— HOW TO COMPLETE THIS TASK —
Restate word for word the lines of the records below, starting at the line that contains "This document gives, for" and ending at the line that contains "box: [185, 676, 203, 694]", with both of those lines included and nothing else.

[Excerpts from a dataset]
[Start of Attachment]

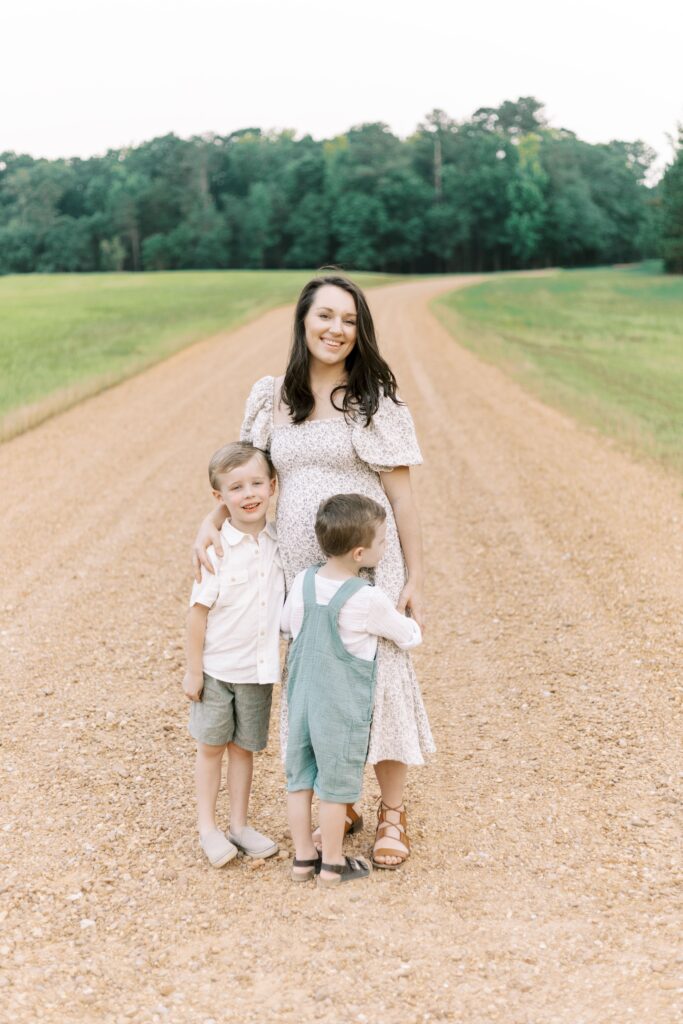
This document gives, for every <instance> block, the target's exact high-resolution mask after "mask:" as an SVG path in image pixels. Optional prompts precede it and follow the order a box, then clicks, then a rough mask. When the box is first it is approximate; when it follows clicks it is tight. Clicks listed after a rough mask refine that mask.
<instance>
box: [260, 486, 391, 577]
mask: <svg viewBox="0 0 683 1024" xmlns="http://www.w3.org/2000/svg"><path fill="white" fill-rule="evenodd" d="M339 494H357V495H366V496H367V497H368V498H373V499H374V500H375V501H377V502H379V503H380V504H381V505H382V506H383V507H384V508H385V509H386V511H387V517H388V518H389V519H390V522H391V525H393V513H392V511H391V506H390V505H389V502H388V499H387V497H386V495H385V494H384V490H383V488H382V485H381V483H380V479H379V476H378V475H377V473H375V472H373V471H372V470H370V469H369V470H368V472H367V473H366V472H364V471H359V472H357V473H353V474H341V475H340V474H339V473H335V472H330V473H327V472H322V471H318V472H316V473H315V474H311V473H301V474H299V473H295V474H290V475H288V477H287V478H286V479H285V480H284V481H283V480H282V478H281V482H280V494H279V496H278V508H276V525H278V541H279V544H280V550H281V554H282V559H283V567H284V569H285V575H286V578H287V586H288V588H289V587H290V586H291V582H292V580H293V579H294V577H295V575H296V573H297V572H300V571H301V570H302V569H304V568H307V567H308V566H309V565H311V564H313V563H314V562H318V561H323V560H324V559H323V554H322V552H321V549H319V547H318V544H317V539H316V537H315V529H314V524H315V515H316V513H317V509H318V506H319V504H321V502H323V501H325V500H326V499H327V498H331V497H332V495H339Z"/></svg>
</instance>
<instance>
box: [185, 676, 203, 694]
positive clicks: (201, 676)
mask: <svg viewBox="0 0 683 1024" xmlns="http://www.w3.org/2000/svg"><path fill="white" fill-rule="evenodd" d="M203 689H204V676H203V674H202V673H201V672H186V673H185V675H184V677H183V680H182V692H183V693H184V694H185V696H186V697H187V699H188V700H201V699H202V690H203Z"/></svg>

[End of Attachment]
[Start of Attachment]

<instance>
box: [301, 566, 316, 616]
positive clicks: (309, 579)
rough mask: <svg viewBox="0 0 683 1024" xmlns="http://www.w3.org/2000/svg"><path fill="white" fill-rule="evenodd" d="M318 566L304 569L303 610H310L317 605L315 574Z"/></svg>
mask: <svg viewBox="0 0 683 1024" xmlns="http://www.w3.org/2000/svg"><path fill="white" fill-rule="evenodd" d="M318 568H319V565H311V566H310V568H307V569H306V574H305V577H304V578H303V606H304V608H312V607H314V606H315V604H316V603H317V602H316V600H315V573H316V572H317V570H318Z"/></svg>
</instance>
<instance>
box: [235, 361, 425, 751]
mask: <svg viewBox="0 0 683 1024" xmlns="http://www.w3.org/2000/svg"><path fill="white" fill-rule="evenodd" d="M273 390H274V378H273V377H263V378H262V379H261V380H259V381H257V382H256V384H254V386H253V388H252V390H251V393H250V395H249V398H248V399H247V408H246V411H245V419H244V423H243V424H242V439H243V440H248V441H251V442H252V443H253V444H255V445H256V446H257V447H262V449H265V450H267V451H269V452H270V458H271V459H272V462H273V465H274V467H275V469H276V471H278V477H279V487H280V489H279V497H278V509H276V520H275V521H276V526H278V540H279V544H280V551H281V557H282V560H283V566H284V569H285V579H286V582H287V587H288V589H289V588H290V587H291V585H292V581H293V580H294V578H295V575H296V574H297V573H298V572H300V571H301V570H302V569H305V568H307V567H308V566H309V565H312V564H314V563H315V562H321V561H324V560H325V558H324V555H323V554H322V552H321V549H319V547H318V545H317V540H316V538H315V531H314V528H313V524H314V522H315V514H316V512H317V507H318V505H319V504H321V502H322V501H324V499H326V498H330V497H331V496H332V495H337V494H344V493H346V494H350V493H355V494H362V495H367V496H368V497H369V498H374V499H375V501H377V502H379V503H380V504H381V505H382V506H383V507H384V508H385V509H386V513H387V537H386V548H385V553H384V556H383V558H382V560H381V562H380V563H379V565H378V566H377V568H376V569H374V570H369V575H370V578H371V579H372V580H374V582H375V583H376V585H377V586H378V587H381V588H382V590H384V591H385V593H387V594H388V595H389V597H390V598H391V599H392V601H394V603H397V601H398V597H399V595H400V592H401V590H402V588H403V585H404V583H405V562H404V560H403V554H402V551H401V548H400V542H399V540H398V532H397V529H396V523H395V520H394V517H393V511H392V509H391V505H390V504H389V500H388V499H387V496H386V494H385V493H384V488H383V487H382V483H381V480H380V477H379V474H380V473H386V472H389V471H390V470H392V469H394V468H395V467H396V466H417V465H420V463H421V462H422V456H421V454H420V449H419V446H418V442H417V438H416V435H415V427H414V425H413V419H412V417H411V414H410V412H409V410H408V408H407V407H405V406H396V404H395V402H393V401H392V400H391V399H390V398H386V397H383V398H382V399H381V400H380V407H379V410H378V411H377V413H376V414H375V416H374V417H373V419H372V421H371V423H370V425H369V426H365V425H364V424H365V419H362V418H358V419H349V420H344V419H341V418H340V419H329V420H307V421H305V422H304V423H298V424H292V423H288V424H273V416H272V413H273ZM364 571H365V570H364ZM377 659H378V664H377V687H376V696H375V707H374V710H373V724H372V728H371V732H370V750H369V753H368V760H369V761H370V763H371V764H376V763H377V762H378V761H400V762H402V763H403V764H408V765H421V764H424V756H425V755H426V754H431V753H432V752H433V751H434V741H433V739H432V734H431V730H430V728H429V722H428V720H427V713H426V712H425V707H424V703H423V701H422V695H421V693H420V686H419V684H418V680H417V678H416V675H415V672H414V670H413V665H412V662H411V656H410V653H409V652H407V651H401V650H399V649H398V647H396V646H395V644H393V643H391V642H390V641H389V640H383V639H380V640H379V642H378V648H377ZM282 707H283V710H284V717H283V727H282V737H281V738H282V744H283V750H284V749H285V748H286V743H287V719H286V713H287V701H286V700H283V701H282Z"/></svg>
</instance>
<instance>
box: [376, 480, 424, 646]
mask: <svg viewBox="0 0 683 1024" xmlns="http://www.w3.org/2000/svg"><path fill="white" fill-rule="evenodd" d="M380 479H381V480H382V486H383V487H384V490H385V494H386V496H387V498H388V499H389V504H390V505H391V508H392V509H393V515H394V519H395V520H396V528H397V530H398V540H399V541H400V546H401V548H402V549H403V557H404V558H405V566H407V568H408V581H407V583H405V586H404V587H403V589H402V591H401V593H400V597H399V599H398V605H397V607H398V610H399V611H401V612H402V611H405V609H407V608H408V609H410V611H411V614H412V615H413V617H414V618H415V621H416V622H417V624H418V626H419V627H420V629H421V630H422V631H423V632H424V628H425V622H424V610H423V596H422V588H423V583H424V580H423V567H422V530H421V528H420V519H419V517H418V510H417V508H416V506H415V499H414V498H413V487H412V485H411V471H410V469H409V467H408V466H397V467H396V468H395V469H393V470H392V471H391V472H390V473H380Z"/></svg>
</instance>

[End of Attachment]

— FINISHED TASK —
This document gives, for every <instance> block, the target's exact high-resolution mask after "mask:" as an SVG path in image pixels. Optional prompts precede it and follow the order a box, then clicks, then a rough mask. When the box is first it is approximate; when it follows clicks it is tight. Clicks listed after a rough mask refine that mask.
<instance>
box: [260, 486, 391, 577]
mask: <svg viewBox="0 0 683 1024" xmlns="http://www.w3.org/2000/svg"><path fill="white" fill-rule="evenodd" d="M339 494H357V495H366V496H367V497H368V498H373V499H374V500H375V501H377V502H379V503H380V504H381V505H382V506H383V507H384V508H385V509H386V511H387V517H388V518H389V519H390V522H391V525H393V513H392V511H391V506H390V505H389V502H388V499H387V497H386V495H385V494H384V490H383V488H382V485H381V483H380V479H379V476H378V475H377V473H375V472H373V471H372V470H370V469H369V470H368V472H367V473H366V472H364V471H359V472H357V473H353V474H341V475H340V474H339V473H335V472H330V473H327V472H322V471H318V472H316V473H315V474H311V473H301V474H299V473H295V474H290V475H288V477H287V478H286V479H285V480H284V481H283V480H282V478H281V482H280V494H279V496H278V508H276V525H278V541H279V544H280V550H281V554H282V559H283V567H284V569H285V575H286V578H287V586H288V588H289V587H290V586H291V582H292V580H293V579H294V577H295V575H296V573H297V572H300V571H301V570H302V569H304V568H307V567H308V566H309V565H311V564H313V563H314V562H318V561H323V560H324V559H323V554H322V552H321V549H319V547H318V544H317V539H316V537H315V529H314V524H315V515H316V513H317V509H318V506H319V504H321V502H323V501H325V500H326V499H327V498H331V497H332V495H339Z"/></svg>
</instance>
<instance>
box: [185, 676, 203, 694]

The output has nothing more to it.